• [TESTO CITATO]
Roma, 4 febbraio 2018 - «Stiamo distruggendo tutto: la buona cucina, la qualità dei nostri grandi prodotti, i sapori veri che ormai quasi nessuno sa riconoscere. Dovremmo vergognarci. Se andiamo avanti così, tra vent’anni saremo tutti delle pecore Dolly». Gianfranco Vissani è sempre stato una voce fuori dal coro. Caustico, provocatorio, diretto e sincero fin dai tempi di Unomattina, negli anni Novanta, quando l’indiscusso numero uno dei cuochi italiani divenne il primo autentico masterchef nella storia della televisione. Oggi è scrittore, conduttore televisivo e tanto altro, ma continua a raccogliere successi nel suo bel ristorante di Baschi, in Umbria. I suoi piatti cambiano di continuo e, usciti dal menù, non rientrano mai, nemmeno quando sono leggendari come quell’anatra laccata che qualche chef stellato ricorda ancora con devozione. Da anni un innovatore compulsivo ed eversivo come Vissani si batte, a colpi di clava più che di fioretto, per difendere la tradizione del cibo. A patto che «la tradizione sia salvaguardia del fuoco e non l’adorazione delle ceneri», tanto per citare un personaggio che col cuoco umbro non ha molto in comune (Papa Francesco). Ma non è una battaglia facile.
Scusi Vissani, i cuochi italiani sono ormai apprezzatissimi nel mondo, la nostra terra e i nostri mari ci offrono prodotti di qualità e varietà senza uguali, e lei va dicendo che siamo allo sfascio? «Qui stiamo rovinando ogni cosa. I prodotti italiani sono un bene inestimabile, avrebbero bisogno di essere aiutati. Invece succede il contrario, nessuno li tutela. Ha visto quell’accordo tra Europa e Giappone che riguarda i formaggi?».

• [DATI REGISTRATI]
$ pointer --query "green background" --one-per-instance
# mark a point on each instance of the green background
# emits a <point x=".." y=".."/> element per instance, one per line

• [COSA FARE] Secondo il testo citato, in quale paese e in quale regione si trova il ristorante di Gianfranco Vissani? Le righe sono materiale a sé, distinto dal testo citato.

• [RISULTATO DELL'ESERCIZIO] A Baschi, in Umbria.